Write the next part of the household management page, starting right after its final sentence, "The world keeps moving."

### Page text
──────────────────────────────

The Baby Pros Collective · Household Management
Your home is running you.
It doesn’t have to.
You hired a nanny so you could work, rest, and be present. But the groceries still need to happen. The returns are still piling up. The vendors still need someone home. The laundry is still yours.
A nanny watches your children so you can do other things. A Household Manager does the other things — so you can just be with your children.
And your spouse. And your career. And yourself.
That’s the difference nobody talks about.
A Household Manager doesn’t replace your nanny.
She frees you to be the parent your nanny used to be paid to be.
When the home runs itself, the time you spend with your children is no longer borrowed from everything else that needed doing. It’s just yours. And the time you spend on yourself — your health, your work, your marriage, your friendships — is no longer something you have to steal.
You’re not overwhelmed because you’re bad at managing your home. You’re overwhelmed because running a household is a full-time job that was never assigned to anyone. It lives in your head — the restocking, the returns, the appointments, the vendor calls, the things running low, the things overdue. Every minute that lives in your head is a minute you’re not somewhere better. A Household Manager takes it out of your head. Permanently.
Scenario 01
6:47am
You haven’t opened your eyes all the way. She’s already started.
The coffee is made. Not because you set a timer the night before — because she observed that you leave by 7:15 every weekday and built it quietly into her morning rhythm. Without being asked. Without a single conversation.
The kids’ lunches are packed — not with whatever was easiest, but with what she knows they’ll actually eat, based on what came back in the lunchbox last week. She noticed. She adjusted.
The backpacks are by the door. The library book that was due Tuesday is inside the right one. The permission slip that sat on the counter for four days — signed, in the folder, in the bag.
The dog has been fed and let out. You didn’t have to think about the dog once this morning.
You get in the car. You realize you haven’t said “can you remind me to…” a single time. You’re not already exhausted and it’s not yet 7am. You have fifteen minutes in the car that are just yours.
That calm you felt this morning? Your kids felt it too. Children always know the difference between a parent who is present and one who is already somewhere else.
What just happened — before 7am
What happens while you live your life
Scenario 02
Midday.
The world keeps moving.

──────────────────────────────

### Material
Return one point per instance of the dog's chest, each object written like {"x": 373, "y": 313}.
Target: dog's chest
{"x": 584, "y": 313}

──────────────────────────────

### Exercise result
Whether you’re at the office, at home, or somewhere in between — the house doesn’t stop.
You’re in a meeting. Or at your desk. Or at the gym because you finally have time for the gym. Or you’re a stay-at-home parent who is supposed to be focused on your kids but keeps mentally tracking the grocery list instead.
She’s running the household.
The grocery run is specific and intentional because she knows your family. She knows which snacks never come back in the lunchbox. She knows your sparkling water brand. She doesn’t need a list because she’s been paying attention.
The returns pile by the door is labeled, packaged, and dropped at UPS. When you get home tonight, it’s gone. You didn’t coordinate it. You didn’t think about it.
For parents who work outside the home: you are at work, fully at work. For parents who are home: you are with your kids, fully with your kids, not half-present while tracking the errands.
Scenario 03
The vendor
world.
Every person who services your home now reports to her, not you.
The housecleaner comes every other Thursday. She manages it — access, briefing, walk-through after. You come home to a clean house. That’s all you know.
The landscaper gets a call in March because she put it on the spring prep list in February. She walks the property with him and follows up if anything wasn’t done right. You don’t make a single call.
When something breaks, she gets quotes, presents a recommendation, books the approved contractor, is home when they arrive. You receive a text: “Fixed. $240. Receipt is in the folder.”
The dog goes to the groomer every six weeks. She makes the appointment, transports the dog, picks up a clean fresh-smelling animal. You just notice the dog looks nice.
Before a vacation, she coordinates the house prep — mail held, perishables cleared, plants watered, house secured. You land and the house is just fine. You didn’t have a single item on a pre-trip checklist.
Your vendor relationships, transferred
The seasonal wardrobe system
Scenario 04
The kids’
closets.
The task nobody thought to assign — so nobody ever did.
It’s late September. You pull a jacket from your daughter’s closet and it doesn’t zip anymore. It probably hasn’t for a while. You make a mental note to go through her clothes. That mental note sits there for three more weeks.
With a Household Manager, this doesn’t happen.
At the turn of every season, she goes through each child’s wardrobe. Everything too small gets sorted — donate, hand down, or save. She coordinates the donation drop-off. The donate pile doesn’t sit in the garage until spring.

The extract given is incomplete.